(Lines of data)
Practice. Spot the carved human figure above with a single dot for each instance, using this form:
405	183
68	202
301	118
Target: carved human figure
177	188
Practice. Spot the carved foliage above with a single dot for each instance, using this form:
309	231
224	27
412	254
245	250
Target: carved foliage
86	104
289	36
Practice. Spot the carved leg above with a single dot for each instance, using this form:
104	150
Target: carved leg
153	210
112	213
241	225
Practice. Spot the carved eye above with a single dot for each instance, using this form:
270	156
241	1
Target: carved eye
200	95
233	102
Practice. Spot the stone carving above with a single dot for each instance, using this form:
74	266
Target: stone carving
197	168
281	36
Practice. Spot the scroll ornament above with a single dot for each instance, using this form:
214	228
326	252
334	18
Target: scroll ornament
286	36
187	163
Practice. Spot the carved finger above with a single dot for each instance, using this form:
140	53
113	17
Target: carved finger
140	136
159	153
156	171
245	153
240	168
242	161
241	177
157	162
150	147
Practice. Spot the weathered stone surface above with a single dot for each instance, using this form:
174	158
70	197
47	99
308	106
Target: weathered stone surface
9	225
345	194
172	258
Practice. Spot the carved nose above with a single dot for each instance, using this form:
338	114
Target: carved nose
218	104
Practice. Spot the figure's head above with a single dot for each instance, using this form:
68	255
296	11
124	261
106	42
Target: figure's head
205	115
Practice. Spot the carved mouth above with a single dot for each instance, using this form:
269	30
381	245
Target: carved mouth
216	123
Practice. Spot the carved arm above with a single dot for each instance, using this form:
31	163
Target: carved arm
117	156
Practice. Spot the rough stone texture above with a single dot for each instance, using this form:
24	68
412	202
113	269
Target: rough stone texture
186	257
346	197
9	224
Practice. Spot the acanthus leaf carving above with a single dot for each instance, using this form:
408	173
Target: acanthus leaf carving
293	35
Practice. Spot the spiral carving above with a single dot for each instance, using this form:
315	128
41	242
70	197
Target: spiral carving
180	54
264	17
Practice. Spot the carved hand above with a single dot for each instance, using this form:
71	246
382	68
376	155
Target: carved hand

...

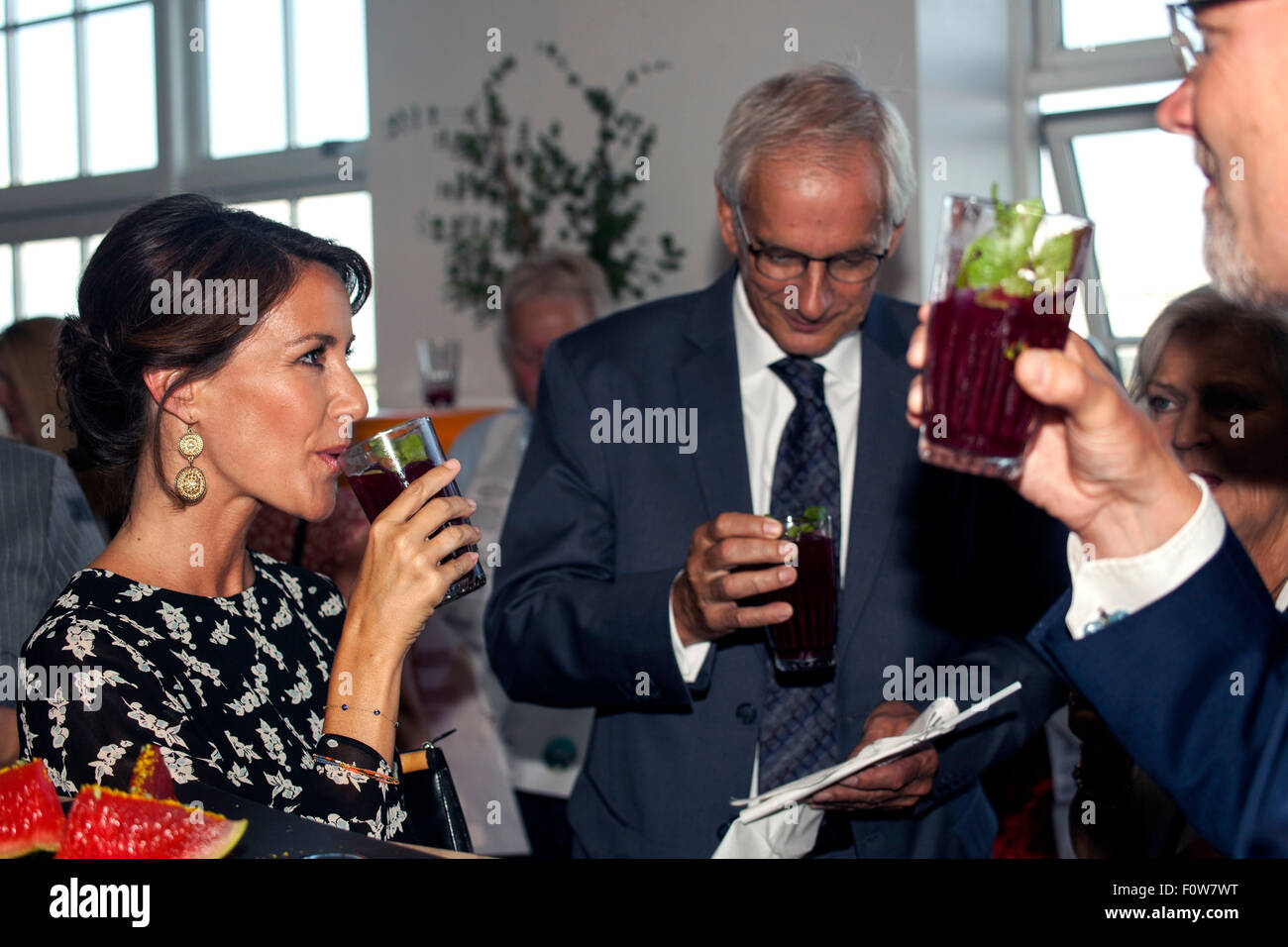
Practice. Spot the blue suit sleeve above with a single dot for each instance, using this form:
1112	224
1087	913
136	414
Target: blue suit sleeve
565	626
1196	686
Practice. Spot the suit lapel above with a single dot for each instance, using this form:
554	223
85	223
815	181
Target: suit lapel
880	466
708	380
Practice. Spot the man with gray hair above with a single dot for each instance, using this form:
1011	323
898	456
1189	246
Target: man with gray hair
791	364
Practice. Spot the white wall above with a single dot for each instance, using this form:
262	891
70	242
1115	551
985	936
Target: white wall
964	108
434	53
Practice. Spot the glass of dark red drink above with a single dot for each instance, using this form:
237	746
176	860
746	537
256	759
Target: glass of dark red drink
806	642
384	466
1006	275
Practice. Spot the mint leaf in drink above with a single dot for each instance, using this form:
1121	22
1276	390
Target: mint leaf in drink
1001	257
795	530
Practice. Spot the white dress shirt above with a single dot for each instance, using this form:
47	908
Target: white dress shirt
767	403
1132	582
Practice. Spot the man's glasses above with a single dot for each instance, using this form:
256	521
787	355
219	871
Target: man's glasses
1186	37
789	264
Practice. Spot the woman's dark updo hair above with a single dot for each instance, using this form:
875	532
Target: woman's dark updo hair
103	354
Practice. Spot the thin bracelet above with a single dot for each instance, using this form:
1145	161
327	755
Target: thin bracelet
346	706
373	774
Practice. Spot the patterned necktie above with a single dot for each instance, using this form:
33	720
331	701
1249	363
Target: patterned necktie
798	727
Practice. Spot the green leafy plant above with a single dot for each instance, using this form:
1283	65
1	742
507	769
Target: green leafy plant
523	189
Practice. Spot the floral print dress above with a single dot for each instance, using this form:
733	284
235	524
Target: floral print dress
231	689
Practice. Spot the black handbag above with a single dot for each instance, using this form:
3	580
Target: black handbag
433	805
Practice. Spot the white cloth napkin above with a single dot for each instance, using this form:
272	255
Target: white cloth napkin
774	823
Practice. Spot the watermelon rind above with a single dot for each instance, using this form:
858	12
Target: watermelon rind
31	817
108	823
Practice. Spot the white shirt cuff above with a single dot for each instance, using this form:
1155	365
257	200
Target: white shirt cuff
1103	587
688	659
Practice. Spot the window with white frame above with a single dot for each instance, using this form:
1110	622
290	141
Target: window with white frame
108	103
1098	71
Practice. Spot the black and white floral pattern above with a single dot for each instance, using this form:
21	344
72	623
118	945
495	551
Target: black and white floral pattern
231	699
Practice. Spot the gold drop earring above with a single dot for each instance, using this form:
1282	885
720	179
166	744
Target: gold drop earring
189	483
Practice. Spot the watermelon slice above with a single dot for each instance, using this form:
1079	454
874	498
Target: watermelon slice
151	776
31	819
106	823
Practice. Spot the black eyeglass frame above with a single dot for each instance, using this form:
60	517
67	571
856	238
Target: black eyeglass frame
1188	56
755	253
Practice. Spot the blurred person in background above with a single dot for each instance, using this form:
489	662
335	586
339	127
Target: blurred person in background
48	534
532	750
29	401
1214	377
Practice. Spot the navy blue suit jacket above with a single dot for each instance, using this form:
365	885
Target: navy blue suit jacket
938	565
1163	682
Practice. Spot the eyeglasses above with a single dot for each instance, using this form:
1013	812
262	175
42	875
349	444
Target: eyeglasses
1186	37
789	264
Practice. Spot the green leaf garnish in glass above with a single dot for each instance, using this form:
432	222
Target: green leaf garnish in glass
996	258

* _Your objective_
Count the lines of data above that contain the string "head", treating uppercase and lowercase as different. Reply with the number only.

* _Written solution_
2